**Supplied text**

——————————

Brain with a heart monitor line coming out one side.

Jan. 21, 2019—Heart bypass surgery can be a lifesaving treatment option for many people who have blocked or narrowed arteries. It helps restore blood flow to the heart by using a healthy artery or vein to go around the blocked portion. While the results are often very good, the surgery does have risks. Among them, it's often blamed for a loss of memory and thinking skills, known as postoperative cognitive decline (POCD).

But researchers wondered: Is the surgery really to blame? Or are there other factors at work?

To answer those questions, they looked at data from 3,105 seniors who were divided into two groups. One group had heart surgery, such as bypass. The other group had cardiac catheterization, a less invasive procedure. With this technique, a thin tube (catheter) is inserted into a blood vessel. Through the catheter, doctors can widen a narrowed artery with a small balloon or even prop it open with a mesh tube called a stent.

——————————

**Information supplied**
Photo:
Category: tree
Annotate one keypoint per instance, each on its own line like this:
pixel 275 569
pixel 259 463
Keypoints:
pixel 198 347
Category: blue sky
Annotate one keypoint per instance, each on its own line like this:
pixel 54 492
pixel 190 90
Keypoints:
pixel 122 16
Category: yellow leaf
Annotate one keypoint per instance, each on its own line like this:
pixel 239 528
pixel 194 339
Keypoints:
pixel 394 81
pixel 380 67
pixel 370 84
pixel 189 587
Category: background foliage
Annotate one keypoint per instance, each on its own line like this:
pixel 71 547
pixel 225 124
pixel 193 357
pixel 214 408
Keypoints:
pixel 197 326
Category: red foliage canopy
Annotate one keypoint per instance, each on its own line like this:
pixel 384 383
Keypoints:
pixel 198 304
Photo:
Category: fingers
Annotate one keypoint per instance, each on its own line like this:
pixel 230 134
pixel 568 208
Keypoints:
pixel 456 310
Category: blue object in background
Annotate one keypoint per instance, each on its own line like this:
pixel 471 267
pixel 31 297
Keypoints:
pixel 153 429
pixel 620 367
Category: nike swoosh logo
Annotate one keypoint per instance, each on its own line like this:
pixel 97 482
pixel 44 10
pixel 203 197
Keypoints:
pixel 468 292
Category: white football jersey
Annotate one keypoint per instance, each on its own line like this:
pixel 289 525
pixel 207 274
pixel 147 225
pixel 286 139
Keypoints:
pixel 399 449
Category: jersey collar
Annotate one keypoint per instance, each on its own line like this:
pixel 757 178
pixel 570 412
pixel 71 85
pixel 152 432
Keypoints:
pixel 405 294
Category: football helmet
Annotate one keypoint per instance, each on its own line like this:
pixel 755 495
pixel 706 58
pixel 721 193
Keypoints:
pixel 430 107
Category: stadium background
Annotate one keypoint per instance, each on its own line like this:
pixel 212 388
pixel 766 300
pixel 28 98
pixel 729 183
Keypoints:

——————————

**Your tasks**
a) In the heart bypass surgery text, decide whether each statement agrees with the text: (i) The researchers looked at data from 3,105 seniors. (ii) Cardiac catheterization is described as more invasive than heart surgery. (iii) A stent is a small balloon. For each, answer yes or no and quote the deciding words of the text.
b) According to the heart bypass surgery text, what does the surgery use to go around the blocked portion?
c) Translate this sentence from the heart bypass surgery text into Spanish: "With this technique, a thin tube (catheter) is inserted into a blood vessel."

**Task-by-task outputs**
a)
(i) Yes: "they looked at data from 3,105 seniors who were divided into two groups"
(ii) No: "cardiac catheterization, a less invasive procedure"
(iii) No: "prop it open with a mesh tube called a stent"

b) A healthy artery or vein.

c) Con esta técnica, se inserta un tubo delgado (catéter) en un vaso sanguíneo.